◆ **What to work on**: Word for word, print the entries that follow.

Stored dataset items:
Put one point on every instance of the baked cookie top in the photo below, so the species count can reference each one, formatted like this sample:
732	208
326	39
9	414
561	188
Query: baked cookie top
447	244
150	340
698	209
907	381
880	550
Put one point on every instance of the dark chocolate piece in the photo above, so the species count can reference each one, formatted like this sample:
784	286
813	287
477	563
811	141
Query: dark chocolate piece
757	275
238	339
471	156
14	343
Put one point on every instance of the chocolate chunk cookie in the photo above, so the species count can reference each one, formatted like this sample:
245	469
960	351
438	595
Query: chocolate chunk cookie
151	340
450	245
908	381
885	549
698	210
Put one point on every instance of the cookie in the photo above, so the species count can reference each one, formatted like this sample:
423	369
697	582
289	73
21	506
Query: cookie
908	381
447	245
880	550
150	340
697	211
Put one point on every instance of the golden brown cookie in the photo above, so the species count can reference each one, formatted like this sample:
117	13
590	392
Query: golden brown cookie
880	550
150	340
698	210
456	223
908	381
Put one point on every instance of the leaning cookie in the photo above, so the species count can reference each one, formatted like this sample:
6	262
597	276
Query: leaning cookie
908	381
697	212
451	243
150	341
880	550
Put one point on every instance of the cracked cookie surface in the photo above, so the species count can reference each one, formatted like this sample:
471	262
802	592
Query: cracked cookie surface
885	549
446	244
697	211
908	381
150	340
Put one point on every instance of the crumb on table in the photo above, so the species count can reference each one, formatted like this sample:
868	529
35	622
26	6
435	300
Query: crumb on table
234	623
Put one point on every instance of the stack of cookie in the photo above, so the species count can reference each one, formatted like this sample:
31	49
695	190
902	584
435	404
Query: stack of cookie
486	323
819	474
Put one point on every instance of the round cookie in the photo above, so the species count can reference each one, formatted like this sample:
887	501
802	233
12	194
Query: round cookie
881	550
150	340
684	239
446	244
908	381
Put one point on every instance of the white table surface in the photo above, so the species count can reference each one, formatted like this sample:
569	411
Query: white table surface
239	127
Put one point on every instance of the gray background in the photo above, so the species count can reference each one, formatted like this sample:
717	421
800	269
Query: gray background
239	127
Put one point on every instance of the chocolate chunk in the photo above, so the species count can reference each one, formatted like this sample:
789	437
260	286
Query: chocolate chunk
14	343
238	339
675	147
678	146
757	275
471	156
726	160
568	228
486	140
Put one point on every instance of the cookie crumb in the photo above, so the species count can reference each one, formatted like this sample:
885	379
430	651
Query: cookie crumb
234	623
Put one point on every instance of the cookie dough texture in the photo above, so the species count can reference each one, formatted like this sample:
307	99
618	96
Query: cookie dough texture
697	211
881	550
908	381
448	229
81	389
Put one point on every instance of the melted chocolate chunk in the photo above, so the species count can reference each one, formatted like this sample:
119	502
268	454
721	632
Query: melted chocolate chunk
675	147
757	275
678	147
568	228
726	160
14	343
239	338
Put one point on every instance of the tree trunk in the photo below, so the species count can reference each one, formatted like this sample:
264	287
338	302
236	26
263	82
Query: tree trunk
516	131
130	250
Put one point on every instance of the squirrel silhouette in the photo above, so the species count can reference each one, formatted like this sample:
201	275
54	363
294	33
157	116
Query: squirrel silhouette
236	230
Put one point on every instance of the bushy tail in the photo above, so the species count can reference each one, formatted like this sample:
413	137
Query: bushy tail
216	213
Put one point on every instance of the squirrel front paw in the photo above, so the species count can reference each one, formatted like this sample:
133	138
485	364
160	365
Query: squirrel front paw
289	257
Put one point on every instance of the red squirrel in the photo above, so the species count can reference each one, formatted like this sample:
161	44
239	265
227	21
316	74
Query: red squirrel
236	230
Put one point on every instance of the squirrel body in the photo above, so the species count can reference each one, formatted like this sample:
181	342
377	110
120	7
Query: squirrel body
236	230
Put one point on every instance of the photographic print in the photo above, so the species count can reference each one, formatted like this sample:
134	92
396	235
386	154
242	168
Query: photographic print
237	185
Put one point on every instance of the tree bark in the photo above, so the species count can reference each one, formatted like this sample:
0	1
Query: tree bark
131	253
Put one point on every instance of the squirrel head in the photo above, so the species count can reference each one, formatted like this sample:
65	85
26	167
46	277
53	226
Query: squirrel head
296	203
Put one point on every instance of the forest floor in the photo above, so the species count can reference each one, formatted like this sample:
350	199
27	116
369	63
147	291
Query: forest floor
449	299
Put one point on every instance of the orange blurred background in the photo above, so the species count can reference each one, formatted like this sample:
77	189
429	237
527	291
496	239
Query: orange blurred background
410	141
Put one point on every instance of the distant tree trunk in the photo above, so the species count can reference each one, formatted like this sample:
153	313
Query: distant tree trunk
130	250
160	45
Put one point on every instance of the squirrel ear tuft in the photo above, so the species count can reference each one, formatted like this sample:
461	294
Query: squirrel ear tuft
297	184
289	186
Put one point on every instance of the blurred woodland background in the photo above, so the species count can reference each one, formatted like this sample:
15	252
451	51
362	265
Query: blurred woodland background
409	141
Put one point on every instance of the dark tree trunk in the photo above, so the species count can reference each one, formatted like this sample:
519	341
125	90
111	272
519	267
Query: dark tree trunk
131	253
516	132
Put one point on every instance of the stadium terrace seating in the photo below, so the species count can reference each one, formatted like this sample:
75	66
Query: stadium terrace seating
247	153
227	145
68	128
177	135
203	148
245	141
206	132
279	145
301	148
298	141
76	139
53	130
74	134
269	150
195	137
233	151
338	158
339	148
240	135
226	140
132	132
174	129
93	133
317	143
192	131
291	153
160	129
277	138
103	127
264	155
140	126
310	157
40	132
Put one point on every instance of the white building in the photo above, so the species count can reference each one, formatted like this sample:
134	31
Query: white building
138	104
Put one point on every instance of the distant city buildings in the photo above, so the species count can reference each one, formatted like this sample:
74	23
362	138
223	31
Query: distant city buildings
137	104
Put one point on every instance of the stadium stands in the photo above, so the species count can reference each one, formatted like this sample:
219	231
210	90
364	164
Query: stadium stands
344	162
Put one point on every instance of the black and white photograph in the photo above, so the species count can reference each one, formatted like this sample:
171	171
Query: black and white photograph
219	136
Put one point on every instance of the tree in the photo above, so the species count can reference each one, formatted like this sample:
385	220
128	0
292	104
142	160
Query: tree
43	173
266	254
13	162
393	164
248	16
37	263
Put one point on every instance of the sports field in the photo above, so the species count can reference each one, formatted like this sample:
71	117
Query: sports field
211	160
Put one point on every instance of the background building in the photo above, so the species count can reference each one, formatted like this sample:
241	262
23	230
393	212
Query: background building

◆ **Result of the task**:
Put one point on every instance of the baked cookie top in the photo below, so the species count can reference each one, formatted like this sample:
732	208
326	39
9	414
561	188
Query: baked cookie top
447	244
150	340
698	209
907	381
880	550
Put one point on every instance of the dark chocolate piece in the photo above, so the species count can reference each one, formatted like this sample:
784	286
813	287
477	563
811	141
Query: dark chocolate piece
757	275
238	339
471	156
14	343
Put one point on every instance of the chocolate chunk cookie in the photo above, so the species count can reference each one, formatted like this sample:
245	469
960	351
438	595
Query: chocolate chunk cookie
151	340
450	245
908	381
885	549
698	210
Put one point on every instance of the cookie in the photo above, so the species count can reference each one, formatted like this sample:
423	369
697	582
289	73
21	506
Query: cookie
908	381
447	245
880	550
150	340
697	211
Put one point on every instance of the golden brown cookie in the photo above, so the species count can reference each one, formatted like this sample:
117	13
590	392
Query: golden brown cookie
880	550
150	340
698	210
456	223
908	381
Put one point on every instance of the leaning cookie in the photo above, so the species count can reference each one, formatted like this sample:
6	262
597	276
Query: leaning cookie
908	381
697	212
451	243
150	341
880	550
Put one point on every instance of the cracked cookie surface in the photo above, so the species count can reference each one, formatted like this sample:
471	262
802	592
Query: cracked cookie surface
885	549
446	244
697	211
908	381
150	340
Put one point on every instance of the crumb on table in the photo above, so the species count can reference each one, formatted like this sample:
868	529
35	622
26	6
435	300
Query: crumb on table
234	623
Put one point on every instance of the stack of cookie in the photo above, so the species count can reference each one, formatted like this sample:
31	49
695	190
902	584
435	404
Query: stack of cookie
486	323
819	474
Put one point on every instance of the round cookie in the photo above, so the species count can reference each one, formatted like this sample:
887	501
802	233
12	194
Query: round cookie
881	550
150	340
684	239
446	244
908	381
Put one point on every instance of the white table surface in the photo above, so the species count can reference each one, formatted like this sample:
569	411
Query: white table surface
239	127
Put one point on every instance of the gray background in the photo above, so the species count can reference each one, formatted like this sample:
717	421
800	269
Query: gray background
239	127
Put one point on every instance of the chocolate chunk in the photo above, so the species count can reference each one, formatted like this sample:
789	437
260	286
Query: chocolate chunk
14	343
238	339
675	147
678	146
757	275
471	156
726	160
568	228
486	140
Put one point on every instance of the cookie crumb in the photo above, so the species count can reference each one, formatted like this sample:
885	379
430	651
Query: cookie crumb
234	623
Put one point on every instance of the cookie dough texture in the photo above, so the species count can reference each one, formatted like this sample:
307	99
618	96
Query: cookie dough texture
697	211
881	550
908	381
448	229
81	389
Put one point on every instance of the melted chocolate chunk in the photo above, so the species count can reference each one, formatted like this sample:
119	502
268	454
721	632
Query: melted chocolate chunk
675	147
757	275
678	147
568	228
726	160
14	343
239	338
Put one point on every instance of the tree trunk in the photo below, so the species count can reference each one, formatted like this sample:
264	287
338	302
236	26
263	82
Query: tree trunk
516	131
130	250
Put one point on every instance of the squirrel silhouette in the photo above, so the species count can reference each one, formatted like this sample:
201	275
54	363
294	33
157	116
Query: squirrel silhouette
236	230
Put one point on every instance of the bushy tail in the photo above, so the species count can reference each one, formatted like this sample:
413	137
Query: bushy tail
216	213
Put one point on every instance of the squirrel front paw in the photo above, so the species count can reference each one, formatted like this sample:
133	138
485	364
160	365
Query: squirrel front paw
289	257
Put one point on every instance of the red squirrel in the photo above, so the species count can reference each one, formatted like this sample:
161	44
239	265
227	21
316	74
Query: red squirrel
236	230
Put one point on every instance of the squirrel body in the photo above, so the species count can reference each one, formatted like this sample:
181	342
377	110
120	7
Query: squirrel body
236	230
Put one point on every instance of the photographic print in the photo above, so the species count can reference each one, formatted like this sample:
134	92
396	235
386	154
242	168
Query: photographic print
237	185
Put one point on every instance of the tree bark in the photo above, so the species count can reference each one, formatted like this sample:
0	1
Query: tree bark
131	253
Put one point on every instance of the squirrel head in the photo above, so the species count can reference each one, formatted like this sample:
65	85
26	167
46	277
53	226
Query: squirrel head
296	203
Put one point on every instance of the forest floor in the photo above, so the species count can reference each one, formatted like this sample:
350	199
27	116
369	63
147	291
Query: forest floor
449	299
Put one point on every instance of the orange blurred background in the photo above, so the species count can reference each one, formatted like this sample:
77	189
429	237
527	291
496	239
Query: orange blurred background
410	141
Put one point on every instance of the distant tree trunk in the photo above, so the species count can reference each one, formatted like this sample:
153	313
Query: distant tree trunk
130	250
160	45
Put one point on every instance of the squirrel ear tuft in the photo above, so the species count can reference each one, formatted like this sample:
461	294
Query: squirrel ear tuft
297	184
289	186
Put one point on every instance of the blurred woodland background in the photo above, so the species count can reference each one, formatted like this sample:
15	252
451	51
362	265
Query: blurred woodland background
409	141
Put one point on every instance of the dark tree trunk in the photo above, so the species count can reference each one, formatted like this sample:
519	341
125	90
111	272
519	267
Query: dark tree trunk
131	253
516	132
Put one point on every instance of the stadium terrace seating in the photo below, so the species count can reference each one, formatted like this sample:
75	66
Query: stadium terrace seating
247	153
227	145
68	128
177	135
203	148
245	141
206	132
279	145
301	148
298	141
76	139
53	130
74	134
269	150
195	137
233	151
338	158
339	148
240	135
226	140
132	132
174	129
93	133
317	143
192	131
291	153
160	129
277	138
103	127
264	155
140	126
310	157
40	132
Put one point on every instance of the white building in the photo above, so the species count can reference each one, formatted like this sample:
134	31
Query: white building
138	104
Put one point on every instance of the distant city buildings in the photo above, so the species count can reference each one, formatted like this sample:
74	23
362	138
223	31
Query: distant city buildings
137	104
Put one point on every instance of the stadium stands in the photo above, so the species count can reference each one, formatted like this sample:
219	231
210	90
364	164
Query: stadium stands
344	162
Put one point on every instance of the black and white photograph in the photo above, so the species count can reference each one, formatted like this sample:
171	171
Query: black and white photograph
219	136
Put one point on every instance of the tree in the photo above, so the species count can reference each one, formatted like this sample:
385	220
128	0
292	104
142	160
Query: tree
43	173
266	254
13	162
393	164
248	16
37	263
Put one point on every instance of the sports field in the photo above, so the species count can reference each one, formatted like this sample:
71	117
Query: sports field
211	160
Put one point on every instance of the background building in the photo above, so the species count can reference each one, formatted like this sample:
241	262
23	230
393	212
Query: background building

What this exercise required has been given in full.